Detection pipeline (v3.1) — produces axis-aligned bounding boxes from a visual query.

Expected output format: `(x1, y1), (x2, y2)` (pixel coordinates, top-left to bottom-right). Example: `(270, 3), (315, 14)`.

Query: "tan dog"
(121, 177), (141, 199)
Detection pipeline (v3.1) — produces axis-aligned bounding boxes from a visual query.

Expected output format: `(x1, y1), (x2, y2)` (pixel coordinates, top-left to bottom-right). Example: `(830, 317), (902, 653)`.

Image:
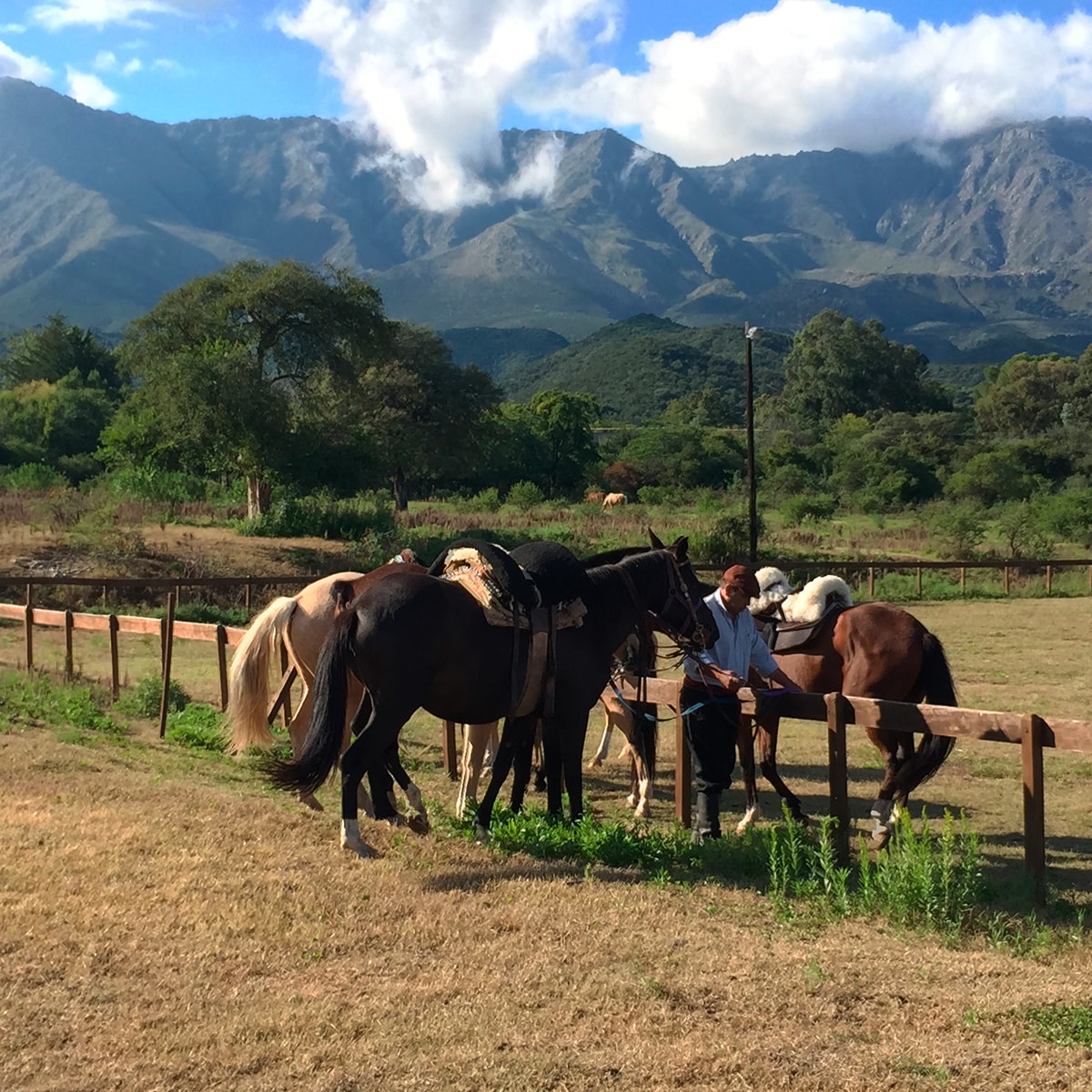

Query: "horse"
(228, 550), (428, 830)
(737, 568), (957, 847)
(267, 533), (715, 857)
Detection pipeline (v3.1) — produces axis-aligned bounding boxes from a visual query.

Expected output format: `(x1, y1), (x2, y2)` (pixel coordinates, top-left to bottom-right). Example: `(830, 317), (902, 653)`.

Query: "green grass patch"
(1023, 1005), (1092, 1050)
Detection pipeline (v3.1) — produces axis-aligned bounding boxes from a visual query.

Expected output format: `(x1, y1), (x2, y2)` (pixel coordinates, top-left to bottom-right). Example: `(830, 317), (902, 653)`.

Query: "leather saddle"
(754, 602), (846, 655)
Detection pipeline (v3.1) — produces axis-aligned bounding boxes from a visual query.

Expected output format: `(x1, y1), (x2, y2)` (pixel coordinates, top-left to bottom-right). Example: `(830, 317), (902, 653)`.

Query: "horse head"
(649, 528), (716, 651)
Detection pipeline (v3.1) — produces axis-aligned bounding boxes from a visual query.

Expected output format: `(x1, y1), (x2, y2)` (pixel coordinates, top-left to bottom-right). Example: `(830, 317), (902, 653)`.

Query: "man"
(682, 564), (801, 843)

* * *

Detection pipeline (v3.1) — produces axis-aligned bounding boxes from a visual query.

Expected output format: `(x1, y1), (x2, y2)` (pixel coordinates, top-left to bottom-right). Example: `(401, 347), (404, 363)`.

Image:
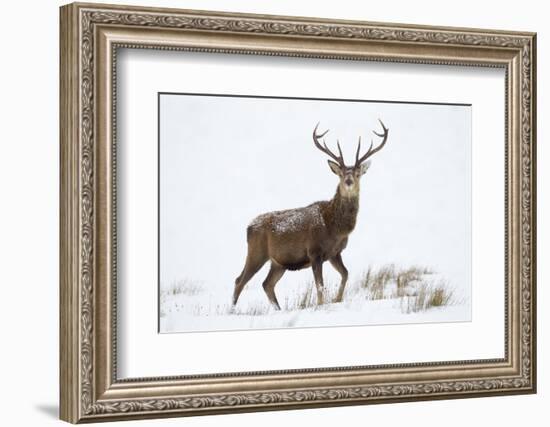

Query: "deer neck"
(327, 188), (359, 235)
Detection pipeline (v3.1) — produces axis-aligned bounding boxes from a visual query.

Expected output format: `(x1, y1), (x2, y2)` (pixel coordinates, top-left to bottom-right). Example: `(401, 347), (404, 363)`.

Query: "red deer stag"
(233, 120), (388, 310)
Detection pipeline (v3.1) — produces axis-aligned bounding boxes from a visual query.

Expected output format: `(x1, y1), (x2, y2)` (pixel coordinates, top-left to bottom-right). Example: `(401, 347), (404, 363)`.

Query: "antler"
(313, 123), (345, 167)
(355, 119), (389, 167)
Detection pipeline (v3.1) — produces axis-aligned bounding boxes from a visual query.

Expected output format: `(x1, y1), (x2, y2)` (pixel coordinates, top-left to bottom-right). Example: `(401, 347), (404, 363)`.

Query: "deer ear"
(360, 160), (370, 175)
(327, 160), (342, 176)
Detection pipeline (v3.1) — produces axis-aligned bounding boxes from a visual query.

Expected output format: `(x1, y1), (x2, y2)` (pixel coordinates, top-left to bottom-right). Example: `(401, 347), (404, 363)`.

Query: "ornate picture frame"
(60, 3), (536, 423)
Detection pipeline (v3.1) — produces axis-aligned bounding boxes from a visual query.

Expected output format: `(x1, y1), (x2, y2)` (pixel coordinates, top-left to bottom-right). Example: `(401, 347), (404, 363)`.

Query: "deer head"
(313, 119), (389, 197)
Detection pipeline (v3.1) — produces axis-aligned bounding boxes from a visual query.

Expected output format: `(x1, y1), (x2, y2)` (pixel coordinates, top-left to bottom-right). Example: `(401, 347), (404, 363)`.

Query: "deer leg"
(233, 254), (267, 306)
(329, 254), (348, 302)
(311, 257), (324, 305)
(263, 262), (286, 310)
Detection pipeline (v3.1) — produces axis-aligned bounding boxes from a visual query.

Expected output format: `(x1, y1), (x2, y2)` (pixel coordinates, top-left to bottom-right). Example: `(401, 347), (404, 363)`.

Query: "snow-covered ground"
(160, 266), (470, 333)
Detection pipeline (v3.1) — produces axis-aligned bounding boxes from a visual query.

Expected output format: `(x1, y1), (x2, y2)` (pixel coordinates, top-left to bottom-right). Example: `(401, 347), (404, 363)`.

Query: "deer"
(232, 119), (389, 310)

Work instructions: Copy out every line in the rows above that contains the string "deer". Case counts.

Exercise response:
Query: "deer neck"
Query: "red deer stag"
Query: "deer ear"
Query: "deer head"
Query: "deer leg"
Query: "deer"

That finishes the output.